[Stored data entries]
——

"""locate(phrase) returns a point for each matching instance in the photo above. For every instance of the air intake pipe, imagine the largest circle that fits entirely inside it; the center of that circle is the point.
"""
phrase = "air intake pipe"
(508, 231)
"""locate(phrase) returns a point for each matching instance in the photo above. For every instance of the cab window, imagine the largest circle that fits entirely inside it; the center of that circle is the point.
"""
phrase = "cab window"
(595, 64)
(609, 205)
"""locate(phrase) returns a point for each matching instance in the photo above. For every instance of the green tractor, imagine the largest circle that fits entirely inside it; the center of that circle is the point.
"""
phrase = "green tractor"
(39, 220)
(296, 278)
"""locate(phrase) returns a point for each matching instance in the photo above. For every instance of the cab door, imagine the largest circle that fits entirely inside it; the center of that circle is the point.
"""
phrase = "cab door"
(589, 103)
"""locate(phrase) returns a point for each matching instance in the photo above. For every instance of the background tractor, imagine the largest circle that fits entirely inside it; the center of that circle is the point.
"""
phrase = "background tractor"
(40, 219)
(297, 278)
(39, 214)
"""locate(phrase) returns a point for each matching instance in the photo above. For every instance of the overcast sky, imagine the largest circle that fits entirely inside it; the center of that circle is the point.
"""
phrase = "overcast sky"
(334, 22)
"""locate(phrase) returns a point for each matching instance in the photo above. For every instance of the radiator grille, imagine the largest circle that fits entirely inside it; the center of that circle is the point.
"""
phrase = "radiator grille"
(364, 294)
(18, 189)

——

### PROBLEM
Repeat all of the entries above exactly.

### WRITTEN RESPONSE
"""locate(phrase) returns a point for each matching instance in the photo above. For every instance of the air intake pipe, imagine the largest circle that fits entirely inside it; the center of that circle is the point.
"""
phrase = "air intake pipe"
(508, 231)
"""locate(phrase) returns a point for each matching instance in the photo above. For every instance of the cab window, imagine the largest circle that fits entirely inside it; the center of that circle is the point.
"""
phrase = "cab window"
(595, 64)
(609, 205)
"""locate(phrase) returns a point for each matching instance in the photo above. For every instance of the green tractor, imagine the largest circle that fits entirely inside it; the center of that circle is the point.
"""
phrase = "green tractor"
(39, 220)
(296, 278)
"""locate(phrase) returns a point for each matching instance in the photo above. For every instance of the cab door, imagine the largest circle that fits entirely inside it; the center of that circle is the point.
"""
phrase = "cab door"
(589, 103)
"""locate(phrase) returns a point for each matching instance in the photo above. For every instance of the background tractor, imagine the largest circle that fits entirely inside it; the center of that circle is the point.
"""
phrase = "background tractor"
(40, 219)
(297, 278)
(39, 214)
"""locate(phrase) returns a point for each matching instance in the photo above. For every instance of the overcast sky, imagine the largest circle that fits entirely inside it; the center of that circle is the point.
"""
phrase = "overcast sky"
(334, 22)
"""locate(phrase) returns a point for each matching instance in the photo above. For every instance of the radiator grille, imagine the largest circle that fits entirely inside it; the center of that circle is the point.
"""
phrase = "radiator grille"
(364, 294)
(18, 189)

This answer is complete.